§ Supplied data
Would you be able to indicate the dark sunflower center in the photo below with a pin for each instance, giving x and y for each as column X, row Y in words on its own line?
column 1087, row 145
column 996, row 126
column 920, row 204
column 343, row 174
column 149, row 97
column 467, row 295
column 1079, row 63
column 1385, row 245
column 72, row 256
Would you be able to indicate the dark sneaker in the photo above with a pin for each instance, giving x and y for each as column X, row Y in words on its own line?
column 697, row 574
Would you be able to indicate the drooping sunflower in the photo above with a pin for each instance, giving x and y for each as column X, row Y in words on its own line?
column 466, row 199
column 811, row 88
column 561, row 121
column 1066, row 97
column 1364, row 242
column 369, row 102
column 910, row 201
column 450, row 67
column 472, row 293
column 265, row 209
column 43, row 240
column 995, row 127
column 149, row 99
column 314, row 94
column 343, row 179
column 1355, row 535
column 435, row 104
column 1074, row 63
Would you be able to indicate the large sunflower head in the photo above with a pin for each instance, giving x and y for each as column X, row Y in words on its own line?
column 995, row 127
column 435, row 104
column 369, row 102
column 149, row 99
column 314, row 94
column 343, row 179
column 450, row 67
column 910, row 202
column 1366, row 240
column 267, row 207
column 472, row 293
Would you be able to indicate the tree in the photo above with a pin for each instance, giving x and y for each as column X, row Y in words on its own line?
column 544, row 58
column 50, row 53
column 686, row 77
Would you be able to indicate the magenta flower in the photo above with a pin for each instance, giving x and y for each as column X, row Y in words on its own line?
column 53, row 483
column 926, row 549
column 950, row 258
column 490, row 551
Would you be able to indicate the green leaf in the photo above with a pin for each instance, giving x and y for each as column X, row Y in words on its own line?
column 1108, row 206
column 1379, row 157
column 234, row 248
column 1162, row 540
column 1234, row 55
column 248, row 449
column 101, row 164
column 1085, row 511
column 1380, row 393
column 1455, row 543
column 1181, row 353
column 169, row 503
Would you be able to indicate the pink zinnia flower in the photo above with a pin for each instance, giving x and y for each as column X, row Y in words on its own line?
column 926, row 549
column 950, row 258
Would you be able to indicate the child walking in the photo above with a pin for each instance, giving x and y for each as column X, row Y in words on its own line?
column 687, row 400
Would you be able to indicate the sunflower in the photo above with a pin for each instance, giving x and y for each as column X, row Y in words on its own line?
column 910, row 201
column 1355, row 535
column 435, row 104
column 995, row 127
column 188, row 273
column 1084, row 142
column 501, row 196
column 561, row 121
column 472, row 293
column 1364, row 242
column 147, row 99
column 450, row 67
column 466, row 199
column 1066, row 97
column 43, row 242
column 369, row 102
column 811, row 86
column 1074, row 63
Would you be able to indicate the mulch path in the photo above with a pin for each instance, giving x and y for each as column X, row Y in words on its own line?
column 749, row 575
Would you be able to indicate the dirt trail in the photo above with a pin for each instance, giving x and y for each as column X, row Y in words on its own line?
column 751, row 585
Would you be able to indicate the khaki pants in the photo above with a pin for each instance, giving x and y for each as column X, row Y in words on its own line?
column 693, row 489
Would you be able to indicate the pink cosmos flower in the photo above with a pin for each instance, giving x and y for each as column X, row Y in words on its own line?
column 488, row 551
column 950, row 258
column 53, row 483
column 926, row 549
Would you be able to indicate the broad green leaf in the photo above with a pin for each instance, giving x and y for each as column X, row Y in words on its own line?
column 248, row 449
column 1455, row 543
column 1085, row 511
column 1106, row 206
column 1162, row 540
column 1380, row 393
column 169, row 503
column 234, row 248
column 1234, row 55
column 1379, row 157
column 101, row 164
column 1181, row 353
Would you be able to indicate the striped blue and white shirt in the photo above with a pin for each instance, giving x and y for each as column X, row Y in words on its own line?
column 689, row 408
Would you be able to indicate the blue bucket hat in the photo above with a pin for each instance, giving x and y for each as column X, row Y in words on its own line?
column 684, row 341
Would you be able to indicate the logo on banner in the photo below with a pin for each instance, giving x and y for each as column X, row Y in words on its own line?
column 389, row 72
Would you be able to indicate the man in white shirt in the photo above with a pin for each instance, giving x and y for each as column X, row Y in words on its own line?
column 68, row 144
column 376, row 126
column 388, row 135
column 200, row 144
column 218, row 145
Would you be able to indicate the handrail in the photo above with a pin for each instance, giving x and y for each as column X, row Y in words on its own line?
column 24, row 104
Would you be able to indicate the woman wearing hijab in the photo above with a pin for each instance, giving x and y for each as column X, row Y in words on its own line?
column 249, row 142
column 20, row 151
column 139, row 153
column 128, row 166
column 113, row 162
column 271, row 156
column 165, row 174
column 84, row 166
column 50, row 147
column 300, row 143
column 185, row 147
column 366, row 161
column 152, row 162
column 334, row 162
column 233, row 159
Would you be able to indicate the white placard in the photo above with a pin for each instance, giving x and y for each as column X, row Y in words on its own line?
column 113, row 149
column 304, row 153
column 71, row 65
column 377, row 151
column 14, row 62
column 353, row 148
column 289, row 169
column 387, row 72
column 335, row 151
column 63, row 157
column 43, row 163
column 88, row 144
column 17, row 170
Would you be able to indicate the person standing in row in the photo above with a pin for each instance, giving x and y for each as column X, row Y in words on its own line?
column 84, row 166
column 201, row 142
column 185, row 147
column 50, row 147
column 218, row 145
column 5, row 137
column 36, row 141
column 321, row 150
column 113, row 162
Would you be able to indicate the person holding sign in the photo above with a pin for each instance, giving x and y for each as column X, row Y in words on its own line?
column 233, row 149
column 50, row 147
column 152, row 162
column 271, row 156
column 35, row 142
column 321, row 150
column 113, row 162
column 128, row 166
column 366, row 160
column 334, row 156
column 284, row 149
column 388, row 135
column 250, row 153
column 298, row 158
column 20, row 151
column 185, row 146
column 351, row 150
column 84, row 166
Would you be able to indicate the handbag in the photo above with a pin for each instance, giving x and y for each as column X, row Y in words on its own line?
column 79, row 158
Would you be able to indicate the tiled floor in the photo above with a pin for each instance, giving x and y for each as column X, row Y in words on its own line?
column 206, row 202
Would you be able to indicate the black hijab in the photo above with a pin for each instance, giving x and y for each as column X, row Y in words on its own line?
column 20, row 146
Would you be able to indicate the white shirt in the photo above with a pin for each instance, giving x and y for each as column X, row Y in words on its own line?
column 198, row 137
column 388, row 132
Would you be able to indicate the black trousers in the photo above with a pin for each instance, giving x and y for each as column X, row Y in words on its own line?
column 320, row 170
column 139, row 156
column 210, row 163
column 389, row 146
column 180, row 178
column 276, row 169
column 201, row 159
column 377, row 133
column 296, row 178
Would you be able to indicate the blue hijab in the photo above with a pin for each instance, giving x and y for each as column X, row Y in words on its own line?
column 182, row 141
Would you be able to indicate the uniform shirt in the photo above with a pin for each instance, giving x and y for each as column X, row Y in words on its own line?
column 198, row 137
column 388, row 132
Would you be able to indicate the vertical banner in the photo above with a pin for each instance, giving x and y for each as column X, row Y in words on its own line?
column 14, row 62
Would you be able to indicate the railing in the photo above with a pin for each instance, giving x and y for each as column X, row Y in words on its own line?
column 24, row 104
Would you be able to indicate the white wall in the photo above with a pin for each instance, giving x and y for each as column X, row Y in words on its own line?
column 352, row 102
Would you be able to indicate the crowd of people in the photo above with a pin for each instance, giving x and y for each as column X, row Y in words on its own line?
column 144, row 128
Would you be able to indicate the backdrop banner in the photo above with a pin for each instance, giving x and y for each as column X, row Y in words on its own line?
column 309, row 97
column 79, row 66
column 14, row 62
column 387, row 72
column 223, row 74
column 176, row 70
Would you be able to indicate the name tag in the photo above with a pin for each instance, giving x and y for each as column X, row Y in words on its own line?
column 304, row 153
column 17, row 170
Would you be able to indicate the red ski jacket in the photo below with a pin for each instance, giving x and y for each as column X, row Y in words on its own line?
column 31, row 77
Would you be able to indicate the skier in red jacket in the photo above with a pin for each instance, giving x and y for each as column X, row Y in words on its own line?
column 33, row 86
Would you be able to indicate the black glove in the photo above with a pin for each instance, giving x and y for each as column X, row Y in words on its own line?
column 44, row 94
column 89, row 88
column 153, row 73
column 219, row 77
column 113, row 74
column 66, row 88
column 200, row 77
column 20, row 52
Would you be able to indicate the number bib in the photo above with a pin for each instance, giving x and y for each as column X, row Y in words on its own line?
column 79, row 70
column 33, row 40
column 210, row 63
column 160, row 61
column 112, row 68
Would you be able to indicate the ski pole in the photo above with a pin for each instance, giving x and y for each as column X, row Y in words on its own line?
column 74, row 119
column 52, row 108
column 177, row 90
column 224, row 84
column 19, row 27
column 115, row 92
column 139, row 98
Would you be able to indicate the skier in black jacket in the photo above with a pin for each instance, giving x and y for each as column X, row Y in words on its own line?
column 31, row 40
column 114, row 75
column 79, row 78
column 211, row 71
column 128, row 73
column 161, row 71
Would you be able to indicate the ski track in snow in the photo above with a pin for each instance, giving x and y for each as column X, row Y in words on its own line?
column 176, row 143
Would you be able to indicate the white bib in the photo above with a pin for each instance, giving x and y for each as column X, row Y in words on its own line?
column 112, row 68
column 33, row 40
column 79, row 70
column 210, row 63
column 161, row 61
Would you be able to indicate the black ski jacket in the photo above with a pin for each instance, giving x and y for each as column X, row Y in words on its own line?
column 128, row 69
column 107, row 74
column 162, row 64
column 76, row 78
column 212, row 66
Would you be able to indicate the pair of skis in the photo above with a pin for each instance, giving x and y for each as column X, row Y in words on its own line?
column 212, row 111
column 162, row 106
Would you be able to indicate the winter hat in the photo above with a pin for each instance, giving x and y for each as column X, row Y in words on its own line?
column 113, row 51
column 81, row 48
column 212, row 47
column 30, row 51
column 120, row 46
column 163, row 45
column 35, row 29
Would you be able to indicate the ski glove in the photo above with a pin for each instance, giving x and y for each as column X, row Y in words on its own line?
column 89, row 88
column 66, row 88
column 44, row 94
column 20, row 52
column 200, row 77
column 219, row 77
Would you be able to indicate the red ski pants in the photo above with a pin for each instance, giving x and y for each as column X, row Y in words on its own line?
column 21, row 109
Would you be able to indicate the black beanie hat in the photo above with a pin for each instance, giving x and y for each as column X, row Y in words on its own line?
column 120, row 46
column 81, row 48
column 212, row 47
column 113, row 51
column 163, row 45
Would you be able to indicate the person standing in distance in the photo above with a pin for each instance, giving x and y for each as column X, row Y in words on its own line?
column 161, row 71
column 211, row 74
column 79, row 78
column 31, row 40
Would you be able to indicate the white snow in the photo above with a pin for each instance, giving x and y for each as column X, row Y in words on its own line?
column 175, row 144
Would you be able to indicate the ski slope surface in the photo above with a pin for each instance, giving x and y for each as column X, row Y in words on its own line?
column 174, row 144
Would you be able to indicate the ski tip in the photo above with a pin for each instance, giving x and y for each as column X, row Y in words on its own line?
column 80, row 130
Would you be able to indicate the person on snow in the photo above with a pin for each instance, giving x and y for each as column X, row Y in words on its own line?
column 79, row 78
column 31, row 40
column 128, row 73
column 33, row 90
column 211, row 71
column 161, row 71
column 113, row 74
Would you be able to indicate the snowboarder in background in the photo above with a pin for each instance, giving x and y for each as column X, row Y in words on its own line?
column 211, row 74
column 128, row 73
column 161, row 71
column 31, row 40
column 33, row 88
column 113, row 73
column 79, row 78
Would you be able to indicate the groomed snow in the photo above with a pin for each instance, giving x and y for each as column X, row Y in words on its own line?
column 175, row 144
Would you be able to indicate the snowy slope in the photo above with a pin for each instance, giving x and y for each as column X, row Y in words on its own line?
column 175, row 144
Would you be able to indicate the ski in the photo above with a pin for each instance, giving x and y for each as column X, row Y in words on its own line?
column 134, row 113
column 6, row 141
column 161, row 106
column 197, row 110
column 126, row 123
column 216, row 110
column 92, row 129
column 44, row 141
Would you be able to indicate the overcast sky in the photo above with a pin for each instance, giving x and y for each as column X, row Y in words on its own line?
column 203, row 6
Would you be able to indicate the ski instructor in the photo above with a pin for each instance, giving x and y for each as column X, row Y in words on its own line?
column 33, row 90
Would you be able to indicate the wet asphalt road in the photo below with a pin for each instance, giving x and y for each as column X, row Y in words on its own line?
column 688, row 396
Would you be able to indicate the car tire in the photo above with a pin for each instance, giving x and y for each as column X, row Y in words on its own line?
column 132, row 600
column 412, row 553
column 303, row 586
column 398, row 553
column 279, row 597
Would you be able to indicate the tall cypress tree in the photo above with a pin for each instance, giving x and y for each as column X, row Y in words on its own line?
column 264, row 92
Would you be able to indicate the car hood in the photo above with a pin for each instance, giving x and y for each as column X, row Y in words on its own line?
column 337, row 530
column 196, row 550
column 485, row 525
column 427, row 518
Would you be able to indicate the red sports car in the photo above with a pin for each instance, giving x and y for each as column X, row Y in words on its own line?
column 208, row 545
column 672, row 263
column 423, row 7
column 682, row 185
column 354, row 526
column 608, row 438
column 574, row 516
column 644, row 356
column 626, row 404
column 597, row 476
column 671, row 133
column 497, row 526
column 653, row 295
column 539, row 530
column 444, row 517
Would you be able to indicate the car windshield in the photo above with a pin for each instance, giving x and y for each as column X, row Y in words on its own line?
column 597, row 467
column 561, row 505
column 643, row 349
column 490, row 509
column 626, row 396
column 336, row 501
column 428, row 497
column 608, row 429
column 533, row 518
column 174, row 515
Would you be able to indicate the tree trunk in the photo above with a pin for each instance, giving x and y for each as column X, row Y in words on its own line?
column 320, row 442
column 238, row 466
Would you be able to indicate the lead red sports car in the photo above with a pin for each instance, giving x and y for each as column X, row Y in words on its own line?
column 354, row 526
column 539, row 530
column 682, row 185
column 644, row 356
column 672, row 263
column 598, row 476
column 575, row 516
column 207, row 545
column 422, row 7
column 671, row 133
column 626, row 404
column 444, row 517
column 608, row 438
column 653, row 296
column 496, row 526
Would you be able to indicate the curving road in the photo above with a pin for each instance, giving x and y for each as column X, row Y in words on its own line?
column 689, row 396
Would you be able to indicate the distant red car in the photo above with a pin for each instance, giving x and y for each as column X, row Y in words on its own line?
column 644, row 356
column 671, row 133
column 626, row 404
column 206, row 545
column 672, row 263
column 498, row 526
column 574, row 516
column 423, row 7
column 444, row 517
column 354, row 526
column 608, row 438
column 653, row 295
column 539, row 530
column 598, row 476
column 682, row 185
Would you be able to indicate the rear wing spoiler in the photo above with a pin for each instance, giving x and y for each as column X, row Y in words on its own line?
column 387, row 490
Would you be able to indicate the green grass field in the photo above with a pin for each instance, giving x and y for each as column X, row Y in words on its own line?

§ Exercise
The output should be exactly the lines from the one containing "Would you be able to indicate the rear" to the final line of the listing above, inclusive.

§ Exercise solution
Would you be able to indicate the rear wing spoiler in the photo above with a pin for each instance, giving x and y for each as column X, row Y in words on its own line?
column 387, row 490
Would you be able to indicate the green grass field in the photo above with a pin for each instance, giving x and y for each as column X, row Y in words on its own line?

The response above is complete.